» **Required task**
Continue the account of the Birmingham-area mortgage fraud ring from the point where it ends.

» **Text to read**
The local mortgage fraud ring led by TIMOTHY JOHNSON hit lenders the hardest, causing $2.5 million in failed mortgages on about 45 properties in Fairfield, East Lake, inner-city Birmingham and Bessemer. Loans have been foreclosed on about 75 percent of those homes. Johnson and nine other individuals have been charged in connection with this mortgage fraud ring.

Johnson, 45, of Bessemer, is charged with two counts of making false statements on a loan application, two counts of mail fraud against a financial institution and one count of false statements to federal agents. The nine other defendants connected to the case all face charges that they supplied false information or documents, including letters claiming Social Security disability payments, in their mortgage loan applications.

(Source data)

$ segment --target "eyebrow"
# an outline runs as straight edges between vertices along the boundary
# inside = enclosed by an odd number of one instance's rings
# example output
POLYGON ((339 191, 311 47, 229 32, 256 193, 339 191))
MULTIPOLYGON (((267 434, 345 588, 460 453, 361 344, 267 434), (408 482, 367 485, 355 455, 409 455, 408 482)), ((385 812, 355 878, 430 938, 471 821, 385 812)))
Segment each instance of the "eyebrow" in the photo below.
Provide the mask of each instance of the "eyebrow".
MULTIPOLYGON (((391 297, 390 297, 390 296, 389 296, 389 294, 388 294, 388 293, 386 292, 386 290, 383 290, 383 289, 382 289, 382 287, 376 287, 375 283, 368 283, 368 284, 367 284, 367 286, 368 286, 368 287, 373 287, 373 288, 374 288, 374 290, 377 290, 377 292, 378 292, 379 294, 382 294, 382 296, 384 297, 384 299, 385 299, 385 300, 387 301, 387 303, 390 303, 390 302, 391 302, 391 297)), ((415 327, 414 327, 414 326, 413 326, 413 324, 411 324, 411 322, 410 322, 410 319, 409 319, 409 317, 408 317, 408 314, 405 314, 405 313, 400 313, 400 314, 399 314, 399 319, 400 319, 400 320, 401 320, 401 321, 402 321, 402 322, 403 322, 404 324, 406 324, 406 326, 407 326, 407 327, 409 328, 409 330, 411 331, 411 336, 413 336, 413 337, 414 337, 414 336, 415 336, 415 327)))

» **Reply to the task**
Johnson, as the center of the fraud, would approach people attempting to sell their homes and discover what price they wanted. He would do minimal work on the homes, have them appraised and then attach a “mechanics lien” against the property for the difference between the appraised value and what the owner wanted for the house. Johnson would then proceed to find buyers, spreading the word that he could help individuals improve their credit or get approved for a mortgage loan.

His means of helping people secure loans often involved the creation of fraudulent letters purporting to show that the loan applicant received monthly disability payments from the Social Security Administration. Once loans were issued, based on the false claims of disability income or false credit claims, Johnson would realize his profit from the scheme. He would be paid the amount of the liens he placed on the properties.

Among the nine other defendants charged in connection to Johnson’s fraud scheme was a Social Security Administration employee, Pamela Terrell. Terrell was charged with aiding and abetting the fraud. She provided Johnson with several disability award letters that fraudulently purported to be from the Social Security Administration, and which were used to obtain loans for otherwise ineligible loan applicants.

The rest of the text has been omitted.